Segment Start: EXCERPTED TEXT

Gary Cox, a 79-year-old resident of Maricopa County, Arizona, was sentenced to 15 years in federal prison and ordered to pay more than $452 million in restitution after being convicted of conspiring to defraud Medicare and other federal health care programs of more than $1 billion.
As CEO of Power Mobility Doctor Rx, LLC (DMERx), Cox operated an online platform that generated fraudulent doctors' orders used to support false claims for medical braces, pain creams, and other unnecessary items.
Cox and his associates obtained personal data from hundreds of thousands of Medicare beneficiaries who were misled through deceptive mailers, television advertisements, and offshore telemarketing calls.
DMERx linked telemedicine companies, pharmacies, durable medical equipment suppliers, and marketers in an illegal network where kickbacks and bribes were exchanged for signed doctors' orders. These orders were falsified to show that medical professionals had examined the patients when, in many cases, there was only a brief or nonexistent interaction. The telemedicine companies paid doctors to sign these orders without determining medical necessity.
Through this scheme, DMERx facilitated the submission of false claims exceeding $1 billion to Medicare and other insurers, of which more than $360 million was paid.
Cox and his co-conspirators hid their conduct using sham contracts and by manipulating documentation to avoid detection, such as removing language that might trigger audit scrutiny. The fraudulent operation compromised public funds and diverted resources intended for legitimate patient care.
Cox was convicted in June 2025 on multiple charges, including conspiracy to commit health care fraud and wire fraud, health care fraud, conspiracy to pay and receive kickbacks, and conspiracy to defraud the United States.
Source: https://www.justice.gov/opa/pr/ceo-health-care-software-company-sentenced-1b-fraud-conspiracy
Commentary
Kickbacks remain one of the most pervasive and damaging forms of fraud, especially in healthcare and other federally-funded programs. They occur when individuals or entities exchange money or favors to influence the referral of services, procurement of products, or approval of contracts.
Federal and state laws strictly prohibit offering, paying, soliciting, or receiving any form of remuneration in return for referrals or business involving federal or state programs. Even indirect arrangements that disguise payments as consultant fees, marketing incentives, or service agreements can constitute illegal kickbacks if the true purpose is to secure business improperly.
Kickback schemes often manifest through patterns that appear commercially routine but lack legitimate purpose or documentation.
Kickback warning signs include high or unexplained commission structures, disproportionate referral volumes from certain vendors, or contracts that contain vague service descriptions and lack deliverables.
In some cases, employees or partners may insist on using specific suppliers without objective justification, or payments may flow through third parties with no clear operational role.
Leadership must recognize that kickbacks distort fair market practices, increase costs, and can result in criminal prosecution, heavy fines, and organizational exclusion from federal programs.
To help prevent kickbacks, organizations should increase oversight of vendor relationships, enforce transparent procurement standards, and maintain active audit mechanisms that are essential to detecting and deterring these violations.

Segment End: EXCERPTED TEXT
Segment Start: PROVIDED DATA

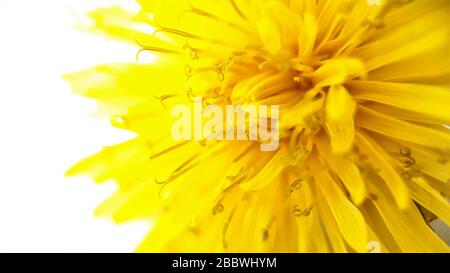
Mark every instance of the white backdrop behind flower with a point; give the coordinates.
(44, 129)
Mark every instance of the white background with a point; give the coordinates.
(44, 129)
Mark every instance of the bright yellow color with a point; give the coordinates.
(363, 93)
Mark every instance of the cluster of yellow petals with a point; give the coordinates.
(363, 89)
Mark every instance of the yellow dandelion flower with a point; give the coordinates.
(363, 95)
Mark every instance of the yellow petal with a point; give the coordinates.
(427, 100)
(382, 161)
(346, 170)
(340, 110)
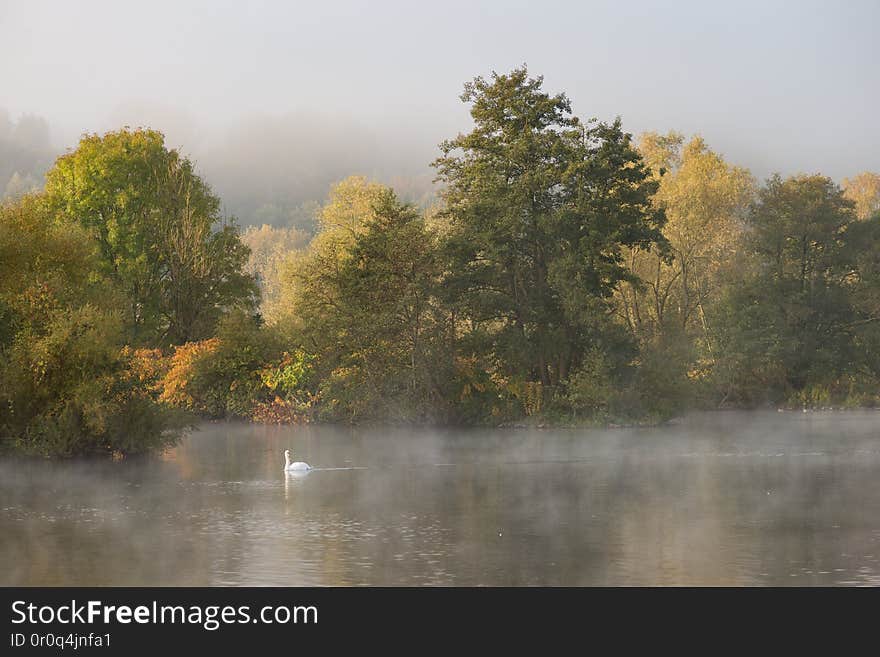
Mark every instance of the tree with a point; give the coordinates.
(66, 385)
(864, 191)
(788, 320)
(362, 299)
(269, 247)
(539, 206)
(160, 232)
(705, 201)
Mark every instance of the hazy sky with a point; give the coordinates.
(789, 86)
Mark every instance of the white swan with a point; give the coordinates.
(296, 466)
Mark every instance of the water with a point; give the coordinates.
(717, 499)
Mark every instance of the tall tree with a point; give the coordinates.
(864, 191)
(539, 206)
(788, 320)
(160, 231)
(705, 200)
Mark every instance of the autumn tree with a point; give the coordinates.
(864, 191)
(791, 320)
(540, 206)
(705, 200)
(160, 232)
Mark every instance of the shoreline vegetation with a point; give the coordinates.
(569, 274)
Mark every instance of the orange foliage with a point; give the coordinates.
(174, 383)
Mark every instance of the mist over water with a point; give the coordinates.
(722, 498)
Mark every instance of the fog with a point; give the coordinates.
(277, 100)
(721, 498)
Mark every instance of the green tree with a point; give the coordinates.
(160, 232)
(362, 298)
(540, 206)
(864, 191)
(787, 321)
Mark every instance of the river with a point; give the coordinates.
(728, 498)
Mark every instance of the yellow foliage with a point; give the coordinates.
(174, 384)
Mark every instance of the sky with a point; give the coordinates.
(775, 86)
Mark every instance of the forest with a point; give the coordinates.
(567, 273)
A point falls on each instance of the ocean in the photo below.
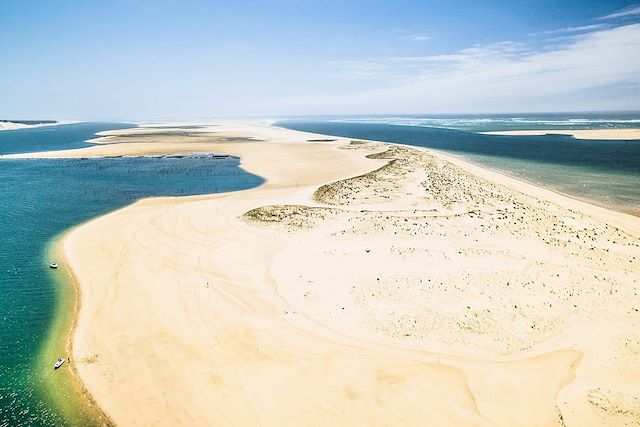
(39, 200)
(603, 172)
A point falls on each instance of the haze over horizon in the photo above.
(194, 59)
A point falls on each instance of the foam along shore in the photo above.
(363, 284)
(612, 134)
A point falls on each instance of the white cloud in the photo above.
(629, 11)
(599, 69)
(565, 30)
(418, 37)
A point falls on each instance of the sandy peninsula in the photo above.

Segment End: PROVIDED DATA

TASK:
Copy the Medicare fraud article's passage starting at "In some cases, employees" and ending at "deterring these violations.", but swap "suppliers" for "vendors".

TASK OUTPUT:
In some cases, employees or partners may insist on using specific vendors without objective justification, or payments may flow through third parties with no clear operational role.
Leadership must recognize that kickbacks distort fair market practices, increase costs, and can result in criminal prosecution, heavy fines, and organizational exclusion from federal programs.
To help prevent kickbacks, organizations should increase oversight of vendor relationships, enforce transparent procurement standards, and maintain active audit mechanisms that are essential to detecting and deterring these violations.